GOAL OF THE EXERCISE. Print the material below unchanged, starting at the line that contains "Task: each instance of the ocean" and continuing up to and including the line that contains "[[353, 334]]".

##### ENTRIES SUPPLIED

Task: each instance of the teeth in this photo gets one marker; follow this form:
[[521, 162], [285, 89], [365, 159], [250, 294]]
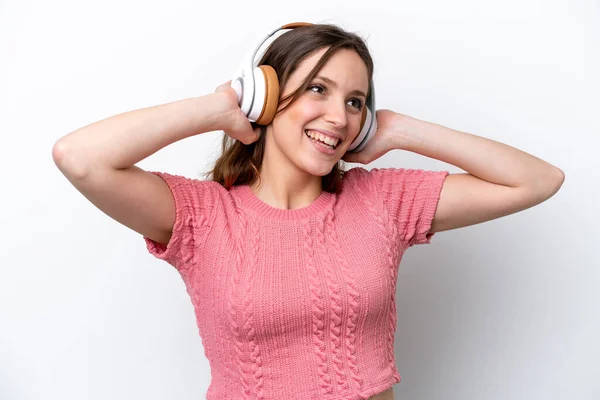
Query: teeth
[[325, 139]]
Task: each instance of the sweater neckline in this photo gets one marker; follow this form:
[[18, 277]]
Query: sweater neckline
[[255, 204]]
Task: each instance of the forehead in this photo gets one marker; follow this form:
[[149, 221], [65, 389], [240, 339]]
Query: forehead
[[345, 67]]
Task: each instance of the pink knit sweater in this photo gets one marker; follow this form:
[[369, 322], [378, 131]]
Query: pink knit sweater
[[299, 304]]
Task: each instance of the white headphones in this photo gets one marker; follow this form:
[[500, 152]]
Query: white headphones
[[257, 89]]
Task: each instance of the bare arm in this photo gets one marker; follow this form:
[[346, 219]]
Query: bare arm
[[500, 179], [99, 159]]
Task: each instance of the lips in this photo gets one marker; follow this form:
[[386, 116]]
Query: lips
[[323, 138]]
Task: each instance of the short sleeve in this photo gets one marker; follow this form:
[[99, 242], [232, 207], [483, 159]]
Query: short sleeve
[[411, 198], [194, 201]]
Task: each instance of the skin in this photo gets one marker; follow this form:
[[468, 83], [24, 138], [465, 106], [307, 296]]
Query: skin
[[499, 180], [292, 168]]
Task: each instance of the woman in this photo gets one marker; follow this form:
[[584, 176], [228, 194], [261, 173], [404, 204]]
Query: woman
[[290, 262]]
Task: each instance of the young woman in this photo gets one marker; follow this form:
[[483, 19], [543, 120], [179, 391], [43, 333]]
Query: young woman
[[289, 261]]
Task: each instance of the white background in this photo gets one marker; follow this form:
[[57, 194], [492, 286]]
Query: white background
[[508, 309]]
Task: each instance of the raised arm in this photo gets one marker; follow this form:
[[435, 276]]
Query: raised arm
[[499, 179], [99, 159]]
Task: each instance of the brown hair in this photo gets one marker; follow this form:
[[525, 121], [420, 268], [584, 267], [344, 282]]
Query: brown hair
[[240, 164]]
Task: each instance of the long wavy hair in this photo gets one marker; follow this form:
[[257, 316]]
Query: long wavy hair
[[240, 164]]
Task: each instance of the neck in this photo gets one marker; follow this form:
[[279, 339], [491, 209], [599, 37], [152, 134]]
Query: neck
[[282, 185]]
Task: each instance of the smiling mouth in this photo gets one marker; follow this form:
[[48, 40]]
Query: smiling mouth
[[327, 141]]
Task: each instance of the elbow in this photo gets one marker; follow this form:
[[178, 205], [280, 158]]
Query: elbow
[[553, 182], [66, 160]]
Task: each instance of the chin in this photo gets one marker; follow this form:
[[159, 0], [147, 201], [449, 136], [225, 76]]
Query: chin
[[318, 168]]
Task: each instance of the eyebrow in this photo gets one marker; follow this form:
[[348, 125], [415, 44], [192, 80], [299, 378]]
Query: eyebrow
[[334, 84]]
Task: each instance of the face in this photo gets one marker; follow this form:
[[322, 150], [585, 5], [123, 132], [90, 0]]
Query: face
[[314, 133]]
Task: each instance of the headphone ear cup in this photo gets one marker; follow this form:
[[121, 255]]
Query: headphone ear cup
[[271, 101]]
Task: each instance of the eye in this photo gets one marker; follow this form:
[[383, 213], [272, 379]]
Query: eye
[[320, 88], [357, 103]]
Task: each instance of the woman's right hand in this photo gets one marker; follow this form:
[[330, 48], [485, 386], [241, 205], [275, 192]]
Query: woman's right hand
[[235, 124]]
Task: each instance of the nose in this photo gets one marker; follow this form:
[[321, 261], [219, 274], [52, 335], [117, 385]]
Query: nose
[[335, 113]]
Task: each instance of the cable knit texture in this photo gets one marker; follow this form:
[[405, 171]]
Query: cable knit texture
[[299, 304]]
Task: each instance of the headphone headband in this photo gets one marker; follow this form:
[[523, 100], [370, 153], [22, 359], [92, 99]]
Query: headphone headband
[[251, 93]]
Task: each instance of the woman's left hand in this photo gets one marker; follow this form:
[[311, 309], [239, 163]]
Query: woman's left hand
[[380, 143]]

##########
##### ENTRIES SUPPLIED

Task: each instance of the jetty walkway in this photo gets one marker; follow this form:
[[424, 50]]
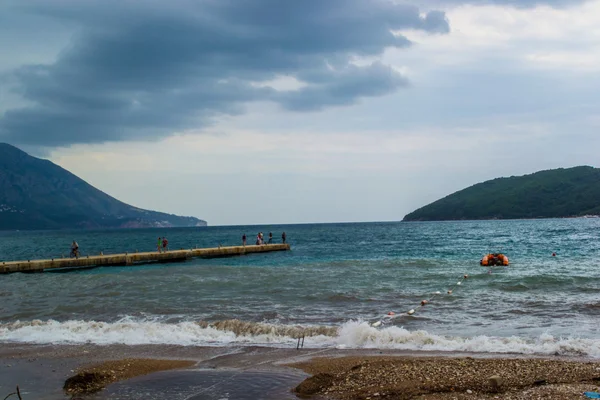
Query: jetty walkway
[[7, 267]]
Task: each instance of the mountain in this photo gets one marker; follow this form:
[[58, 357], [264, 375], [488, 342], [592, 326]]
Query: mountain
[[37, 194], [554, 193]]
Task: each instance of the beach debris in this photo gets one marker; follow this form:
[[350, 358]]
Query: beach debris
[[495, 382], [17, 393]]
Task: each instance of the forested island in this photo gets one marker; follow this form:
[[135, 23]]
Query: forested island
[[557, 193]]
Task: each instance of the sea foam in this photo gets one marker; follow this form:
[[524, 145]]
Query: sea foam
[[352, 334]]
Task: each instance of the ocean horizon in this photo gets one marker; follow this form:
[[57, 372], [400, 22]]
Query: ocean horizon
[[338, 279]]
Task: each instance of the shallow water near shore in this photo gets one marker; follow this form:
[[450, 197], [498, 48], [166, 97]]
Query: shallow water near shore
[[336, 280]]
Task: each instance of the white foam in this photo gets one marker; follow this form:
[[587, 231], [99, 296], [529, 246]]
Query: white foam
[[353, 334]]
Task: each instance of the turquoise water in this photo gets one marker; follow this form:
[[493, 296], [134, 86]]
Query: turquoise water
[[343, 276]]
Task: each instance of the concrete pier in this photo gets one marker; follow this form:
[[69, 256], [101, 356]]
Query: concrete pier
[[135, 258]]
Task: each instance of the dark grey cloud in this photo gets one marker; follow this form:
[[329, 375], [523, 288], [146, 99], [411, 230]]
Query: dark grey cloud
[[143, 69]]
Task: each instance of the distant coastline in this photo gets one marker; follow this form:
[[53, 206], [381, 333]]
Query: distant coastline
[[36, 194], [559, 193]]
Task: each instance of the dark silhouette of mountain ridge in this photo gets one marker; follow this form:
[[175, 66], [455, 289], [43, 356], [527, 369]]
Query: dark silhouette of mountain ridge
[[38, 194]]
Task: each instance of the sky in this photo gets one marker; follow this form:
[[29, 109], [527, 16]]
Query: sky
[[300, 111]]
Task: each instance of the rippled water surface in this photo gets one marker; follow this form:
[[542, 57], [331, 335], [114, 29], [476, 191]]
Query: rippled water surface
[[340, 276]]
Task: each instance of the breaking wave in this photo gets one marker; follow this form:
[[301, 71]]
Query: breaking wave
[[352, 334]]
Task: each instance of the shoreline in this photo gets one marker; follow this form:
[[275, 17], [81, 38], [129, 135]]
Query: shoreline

##########

FINAL RESULT.
Task: each instance of the ocean horizon in this photo gets one marker; follow this form:
[[57, 372], [400, 22]]
Query: ocean horizon
[[338, 279]]
Task: each instance of the shallow water near shore in this photo gets one marker; follow this form:
[[450, 197], [498, 48], [166, 97]]
Query: shallow water near shore
[[336, 280]]
Task: each instance of the white foam in this photo gets one marker; follow this form:
[[587, 231], [99, 296], [529, 246]]
Query: white foam
[[353, 334]]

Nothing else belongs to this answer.